Required actions —
1. Do these statements agree with the festival text? (a) Saturday admission for an adult costs $28. (b) On Saturday, talks will be held at the visitor center. (c) This is the 11th year of the festival. Answer yes or no for each, quoting the deciding words.
2. Can you shift the bounding-box coordinates in the answers of the records below by adding 114 to each number, and reproduce every line of the records, requests included?

Document segment —
_ _ _ _

Saturday, September 9 is the main event. Up on the mountain there will be booths with vendors, demonstrations on all sorts of stuff, and tents where talks will be held. For one admission price of $28 (children 5-11 $9, under 5 FREE) you have access to all the speakers that day. In years past, some of the talks were premium talks that required signing up ahead and paying a separate fee. Many of the premium talks were held at the visitor center. This year on Saturday there will be no talks at the visitor center.

flax to linen--retted sraw-strick-spun

Homegrown Flax–retted straw, processed fiber, spun flax (now called linen)

There will be premium talks at the visitor center on Friday, September 8 and that is where you will find me.  This is the 11th year for the festival and the 10th year that I will be speaking there. The Heritage Harvest Festival celebrates local food and gardening and usually my talks reflect that. I have given talks on cover crops, growing sustainable diets, garden planning, seed libraries, and how to transition from a home gardener to a market gardener. This year my talk is From Seed to Garment: Cotton and Flax/Linen in Your Garden. I am looking forward to sharing my work with fiber. Monticello is working on a textile exhibit that will open in 2018 to showcase the spinning and weaving that was done at the plantation, primarily to clothe the slaves. I am happy to bring a bit of textile production to the place ahead of that.

homegrwon handspun cotton shirt 2016

Homegrown, handspun, naturally colored cotton shirt.

_ _ _ _

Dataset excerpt

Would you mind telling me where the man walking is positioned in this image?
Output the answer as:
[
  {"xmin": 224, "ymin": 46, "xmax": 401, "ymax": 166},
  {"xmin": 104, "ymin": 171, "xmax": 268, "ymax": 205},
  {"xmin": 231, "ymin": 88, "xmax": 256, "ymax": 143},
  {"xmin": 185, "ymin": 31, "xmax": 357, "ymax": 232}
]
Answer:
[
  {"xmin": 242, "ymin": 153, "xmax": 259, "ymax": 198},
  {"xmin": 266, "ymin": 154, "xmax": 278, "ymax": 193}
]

_ _ _ _

Expected answers —
1.
(a) Yes: "For one admission price of $28"
(b) No: "This year on Saturday there will be no talks at the visitor center."
(c) Yes: "This is the 11th year for the festival"

2.
Would you mind telling me where the man walking is positioned in this image?
Output the answer as:
[
  {"xmin": 224, "ymin": 46, "xmax": 401, "ymax": 166},
  {"xmin": 104, "ymin": 171, "xmax": 268, "ymax": 205},
  {"xmin": 231, "ymin": 88, "xmax": 256, "ymax": 143},
  {"xmin": 185, "ymin": 31, "xmax": 357, "ymax": 232}
]
Answer:
[
  {"xmin": 356, "ymin": 267, "xmax": 373, "ymax": 312},
  {"xmin": 380, "ymin": 268, "xmax": 392, "ymax": 307}
]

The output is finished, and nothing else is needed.